## 任務說明:
下方這篇談身體症狀與順勢療法的文章,請從最後一句之後往下續寫。

## 提供文章:

很多時候,我們會覺得身體好像跟我們作對,但事實正好相反。身體並沒有失控,也不是故意「傷害」你。它是你最忠實的盟友,按照自己的邏輯和智慧,回應你當時的內心世界。每一個症狀、每一個改變,都是身體傳遞給你的訊息,是它在說:「我明白你的難過和擔憂,我會陪著你走過這段路。」

Your Body Is Not Betraying You—It’s Supporting You

We’re often taught to fear our symptoms, to see them as threats or signs that something has gone wrong. But from the GNM perspective, the opposite is true.

Your body is not attacking you. It’s not failing you. It’s not random.

Every change—every lump, every shift—is a meaningful response, guided by the body’s own logic and wisdom.

Your body remembers your emotions. It listens. And it acts—not to hurt you, but to help you.


理解身體訊息,尋求適切的支持

透過德國新醫學(GNM)的觀點,我們能重新看待身體的變化,它不再是冷冰冰的「病症」,而是情緒和生命故事的一部分。而順勢療法(Homeopathy)正是幫助我們理解並支持身體這些訊息的好方法,它溫和地協助身體找到自然的平衡,帶來身心的整合與安定。

如果你或你身邊有人正面對類似的情況,別忘了尋求專業的順勢療法師協助,讓專業陪伴你認識自己,並走出困境。健康不只是身體的狀態,更是你心靈與情緒的和諧。

圖像點定位資料
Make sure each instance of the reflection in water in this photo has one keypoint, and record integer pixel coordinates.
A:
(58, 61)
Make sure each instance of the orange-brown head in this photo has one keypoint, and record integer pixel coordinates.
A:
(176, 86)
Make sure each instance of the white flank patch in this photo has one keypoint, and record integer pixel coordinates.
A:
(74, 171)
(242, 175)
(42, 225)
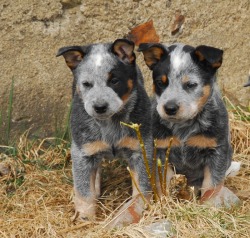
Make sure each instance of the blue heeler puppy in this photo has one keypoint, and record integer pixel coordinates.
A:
(188, 108)
(108, 89)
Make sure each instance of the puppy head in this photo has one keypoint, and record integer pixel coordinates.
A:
(105, 75)
(183, 78)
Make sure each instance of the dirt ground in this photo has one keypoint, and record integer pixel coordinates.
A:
(33, 31)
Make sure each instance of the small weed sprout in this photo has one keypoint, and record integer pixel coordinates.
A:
(156, 162)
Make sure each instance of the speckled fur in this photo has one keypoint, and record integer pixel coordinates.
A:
(93, 68)
(200, 112)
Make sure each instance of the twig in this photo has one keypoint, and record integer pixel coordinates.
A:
(159, 166)
(75, 227)
(136, 127)
(137, 187)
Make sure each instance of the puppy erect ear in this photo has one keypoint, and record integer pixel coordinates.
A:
(208, 56)
(73, 55)
(124, 49)
(153, 53)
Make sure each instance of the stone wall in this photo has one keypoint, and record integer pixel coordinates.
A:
(33, 31)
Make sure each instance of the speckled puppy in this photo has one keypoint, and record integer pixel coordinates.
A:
(189, 108)
(108, 88)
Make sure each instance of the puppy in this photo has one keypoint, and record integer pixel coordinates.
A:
(188, 108)
(108, 89)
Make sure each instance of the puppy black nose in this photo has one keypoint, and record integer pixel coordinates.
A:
(171, 108)
(101, 108)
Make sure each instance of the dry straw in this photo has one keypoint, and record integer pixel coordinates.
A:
(36, 193)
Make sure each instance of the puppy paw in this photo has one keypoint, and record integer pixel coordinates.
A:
(130, 212)
(220, 197)
(85, 209)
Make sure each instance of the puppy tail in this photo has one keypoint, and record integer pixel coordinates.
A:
(233, 169)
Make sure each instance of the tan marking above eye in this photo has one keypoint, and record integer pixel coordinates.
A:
(95, 147)
(185, 79)
(164, 143)
(129, 143)
(200, 55)
(201, 142)
(164, 79)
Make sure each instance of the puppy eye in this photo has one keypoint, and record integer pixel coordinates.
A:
(114, 81)
(190, 85)
(87, 84)
(161, 84)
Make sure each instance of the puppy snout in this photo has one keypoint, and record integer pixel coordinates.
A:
(101, 108)
(171, 108)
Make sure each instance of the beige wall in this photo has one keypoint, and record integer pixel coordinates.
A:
(32, 31)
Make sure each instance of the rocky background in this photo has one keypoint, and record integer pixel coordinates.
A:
(32, 31)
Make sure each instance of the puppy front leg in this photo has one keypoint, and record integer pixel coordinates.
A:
(84, 176)
(216, 194)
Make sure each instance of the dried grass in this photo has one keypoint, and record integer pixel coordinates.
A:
(36, 193)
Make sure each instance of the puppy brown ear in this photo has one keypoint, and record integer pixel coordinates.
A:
(209, 56)
(73, 55)
(124, 49)
(153, 53)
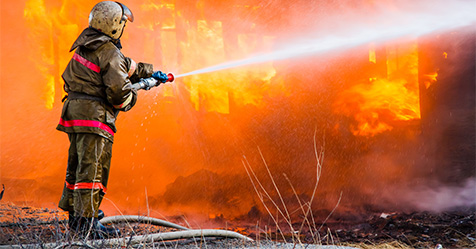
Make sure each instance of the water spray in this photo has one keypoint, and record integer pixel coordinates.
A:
(432, 17)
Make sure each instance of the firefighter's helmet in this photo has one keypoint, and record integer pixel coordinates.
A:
(110, 18)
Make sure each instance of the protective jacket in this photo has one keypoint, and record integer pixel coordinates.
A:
(98, 80)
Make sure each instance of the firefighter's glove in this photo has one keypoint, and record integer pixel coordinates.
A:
(161, 77)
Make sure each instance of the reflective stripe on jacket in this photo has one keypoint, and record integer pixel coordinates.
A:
(98, 69)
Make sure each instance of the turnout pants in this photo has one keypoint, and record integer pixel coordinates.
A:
(89, 159)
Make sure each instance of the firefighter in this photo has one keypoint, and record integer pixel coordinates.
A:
(98, 81)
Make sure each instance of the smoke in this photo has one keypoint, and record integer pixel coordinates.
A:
(438, 197)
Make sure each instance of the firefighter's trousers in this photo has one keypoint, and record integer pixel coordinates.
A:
(89, 159)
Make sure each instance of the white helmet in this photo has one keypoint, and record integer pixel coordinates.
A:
(110, 18)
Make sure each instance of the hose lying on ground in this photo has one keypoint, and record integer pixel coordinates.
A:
(149, 238)
(141, 219)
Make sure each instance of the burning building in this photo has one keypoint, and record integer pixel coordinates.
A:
(391, 122)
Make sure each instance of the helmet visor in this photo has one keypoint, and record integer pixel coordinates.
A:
(126, 13)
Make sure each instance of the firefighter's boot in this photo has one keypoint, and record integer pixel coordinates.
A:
(107, 231)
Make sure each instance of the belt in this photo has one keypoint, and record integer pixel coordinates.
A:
(77, 95)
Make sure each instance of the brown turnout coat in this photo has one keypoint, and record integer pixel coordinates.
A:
(99, 71)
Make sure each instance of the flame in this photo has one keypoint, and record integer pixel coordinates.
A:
(430, 79)
(51, 30)
(377, 104)
(213, 92)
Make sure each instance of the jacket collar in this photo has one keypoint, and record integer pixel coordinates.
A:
(92, 39)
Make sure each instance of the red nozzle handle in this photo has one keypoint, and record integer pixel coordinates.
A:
(170, 77)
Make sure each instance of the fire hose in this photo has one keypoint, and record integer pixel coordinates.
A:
(148, 83)
(185, 233)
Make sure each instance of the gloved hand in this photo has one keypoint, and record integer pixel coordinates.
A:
(161, 77)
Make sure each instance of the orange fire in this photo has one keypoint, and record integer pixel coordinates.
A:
(377, 104)
(181, 148)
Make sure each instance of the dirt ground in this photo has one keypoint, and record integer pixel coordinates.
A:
(455, 229)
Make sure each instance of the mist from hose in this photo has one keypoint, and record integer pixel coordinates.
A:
(398, 25)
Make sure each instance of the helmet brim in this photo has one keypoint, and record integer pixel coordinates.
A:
(126, 13)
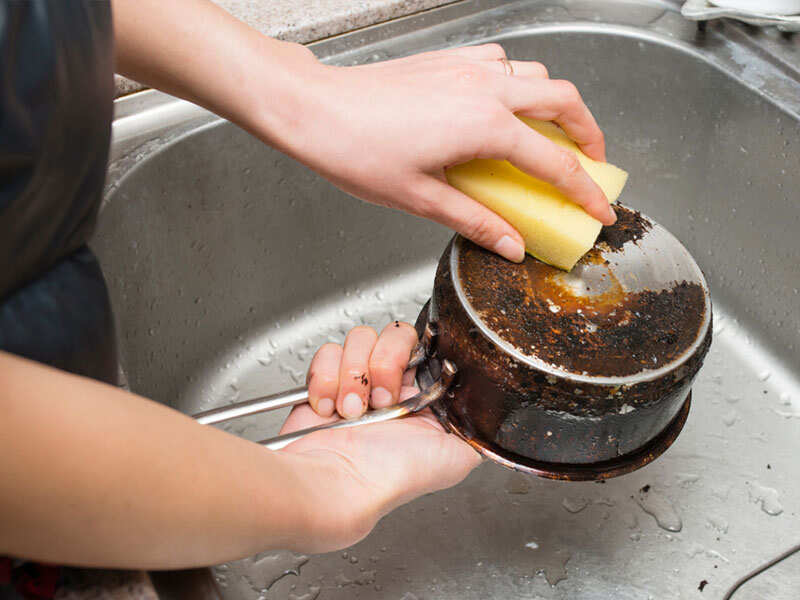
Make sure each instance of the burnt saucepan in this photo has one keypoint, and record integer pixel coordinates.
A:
(579, 375)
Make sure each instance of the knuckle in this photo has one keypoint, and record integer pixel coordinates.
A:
(328, 348)
(495, 49)
(362, 330)
(477, 227)
(321, 380)
(568, 90)
(543, 72)
(383, 368)
(469, 74)
(569, 167)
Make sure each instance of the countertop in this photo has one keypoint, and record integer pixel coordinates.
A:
(307, 21)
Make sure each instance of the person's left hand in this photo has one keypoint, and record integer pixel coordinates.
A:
(370, 470)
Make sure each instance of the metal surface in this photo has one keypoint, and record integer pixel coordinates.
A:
(220, 252)
(702, 10)
(544, 418)
(603, 281)
(432, 393)
(286, 399)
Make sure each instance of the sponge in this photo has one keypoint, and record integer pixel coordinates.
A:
(555, 229)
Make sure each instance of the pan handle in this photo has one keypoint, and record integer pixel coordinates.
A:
(299, 395)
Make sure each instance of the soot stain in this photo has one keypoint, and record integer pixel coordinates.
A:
(631, 226)
(612, 333)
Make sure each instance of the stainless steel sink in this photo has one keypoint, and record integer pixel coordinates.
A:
(229, 264)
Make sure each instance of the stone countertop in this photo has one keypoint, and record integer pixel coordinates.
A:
(306, 21)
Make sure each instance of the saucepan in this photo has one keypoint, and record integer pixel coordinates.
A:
(582, 375)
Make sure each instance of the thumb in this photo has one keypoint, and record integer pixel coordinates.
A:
(448, 206)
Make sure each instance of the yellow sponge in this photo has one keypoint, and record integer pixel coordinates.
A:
(556, 230)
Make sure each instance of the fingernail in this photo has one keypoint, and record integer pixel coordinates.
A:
(325, 407)
(381, 397)
(611, 215)
(510, 249)
(352, 406)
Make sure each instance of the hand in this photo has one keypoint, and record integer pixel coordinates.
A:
(386, 131)
(365, 472)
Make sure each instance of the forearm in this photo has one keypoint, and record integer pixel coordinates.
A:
(199, 52)
(93, 475)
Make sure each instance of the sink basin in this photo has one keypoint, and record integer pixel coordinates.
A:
(229, 263)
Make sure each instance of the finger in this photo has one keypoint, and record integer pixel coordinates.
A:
(444, 204)
(323, 379)
(521, 68)
(538, 156)
(559, 101)
(490, 51)
(354, 383)
(303, 417)
(388, 361)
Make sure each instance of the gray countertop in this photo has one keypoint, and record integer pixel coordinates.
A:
(307, 21)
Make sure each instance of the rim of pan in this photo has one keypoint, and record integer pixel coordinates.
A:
(551, 369)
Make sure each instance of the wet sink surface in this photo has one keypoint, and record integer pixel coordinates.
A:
(229, 264)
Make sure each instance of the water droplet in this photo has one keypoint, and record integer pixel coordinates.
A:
(660, 508)
(517, 483)
(730, 418)
(718, 523)
(767, 497)
(554, 566)
(686, 479)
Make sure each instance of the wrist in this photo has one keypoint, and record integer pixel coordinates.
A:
(279, 105)
(334, 509)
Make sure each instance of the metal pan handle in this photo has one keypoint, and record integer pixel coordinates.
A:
(300, 396)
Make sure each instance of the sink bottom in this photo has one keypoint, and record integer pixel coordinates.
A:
(719, 502)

## 作答區:
Listen to the Body, and Seek Gentle Support

GNM helps us see symptoms as messages, not enemies. It encourages us to look deeper—to explore the emotional roots behind physical changes.

And this is where homeopathy shines: a gentle, precise system of medicine that works with your body’s inner intelligence, supporting the healing journey from within.

If you or someone you love is going through something similar, know that you're not alone. A trained homeopath can help guide you through this process with care and understanding.

Your health is not just about your body—it’s about your story, your emotions, and your inner balance.